Reproduce the material below line for line, changing no character.

Data records:
━━━━━━━━━━━━━━━━━━━━━━━━━━━━━━

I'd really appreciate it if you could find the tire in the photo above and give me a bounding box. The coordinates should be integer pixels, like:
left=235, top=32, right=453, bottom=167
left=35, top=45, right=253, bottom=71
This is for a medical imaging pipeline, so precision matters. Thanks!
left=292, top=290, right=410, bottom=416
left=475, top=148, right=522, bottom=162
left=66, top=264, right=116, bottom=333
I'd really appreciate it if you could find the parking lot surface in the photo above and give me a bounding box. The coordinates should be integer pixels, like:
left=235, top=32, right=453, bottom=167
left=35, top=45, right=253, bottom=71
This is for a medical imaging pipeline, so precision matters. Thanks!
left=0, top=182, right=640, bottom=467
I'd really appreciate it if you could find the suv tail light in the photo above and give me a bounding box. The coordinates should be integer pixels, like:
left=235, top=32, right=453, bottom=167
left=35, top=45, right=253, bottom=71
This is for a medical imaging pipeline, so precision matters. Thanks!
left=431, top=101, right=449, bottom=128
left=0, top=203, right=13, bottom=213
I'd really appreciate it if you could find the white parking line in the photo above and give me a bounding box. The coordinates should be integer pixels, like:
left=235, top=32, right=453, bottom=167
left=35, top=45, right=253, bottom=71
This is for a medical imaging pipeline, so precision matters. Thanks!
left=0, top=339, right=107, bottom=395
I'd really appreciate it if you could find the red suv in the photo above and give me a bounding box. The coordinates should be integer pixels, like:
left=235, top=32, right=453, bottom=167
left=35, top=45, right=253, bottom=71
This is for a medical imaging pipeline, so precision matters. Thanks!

━━━━━━━━━━━━━━━━━━━━━━━━━━━━━━

### [Solution below]
I'd really appreciate it if you could find the tire in the photo above and give me a bounding box. The coordinates should be integer pixels, like:
left=235, top=32, right=453, bottom=167
left=35, top=45, right=253, bottom=71
This is for a medical imaging pipeline, so precision matters. Thanks!
left=292, top=290, right=410, bottom=416
left=475, top=148, right=522, bottom=162
left=66, top=264, right=116, bottom=333
I'd really appreciate it if you could find the parking lot surface in the photo above and give me a bounding box. The coordinates should be integer pixels, like:
left=235, top=32, right=453, bottom=167
left=35, top=45, right=253, bottom=71
This is for a medical imaging pipeline, so precision matters. Thanks!
left=0, top=182, right=640, bottom=467
I'd really appreciate it if you could find the suv tail light in the photo above and give me a bounding box. The coordinates should be integer pixels, like:
left=235, top=32, right=453, bottom=167
left=35, top=45, right=253, bottom=71
This is for a medical imaging pipeline, so precision matters. Thanks!
left=431, top=101, right=449, bottom=128
left=0, top=203, right=13, bottom=213
I'd really appreciate it if you could find the white parking line in the photo above and give me a bounding box. The coordinates should be integer pixels, like:
left=235, top=32, right=453, bottom=167
left=35, top=45, right=253, bottom=71
This is for a medical imaging pipeline, so precision matters. Thanks!
left=0, top=339, right=107, bottom=395
I'd really appreciate it if you could find the red suv in the photo above and give me a bounding box. The coordinates should be integer pixels, like:
left=235, top=32, right=453, bottom=167
left=35, top=45, right=253, bottom=71
This is for a medical imaging pipeline, so precision matters. Thanks!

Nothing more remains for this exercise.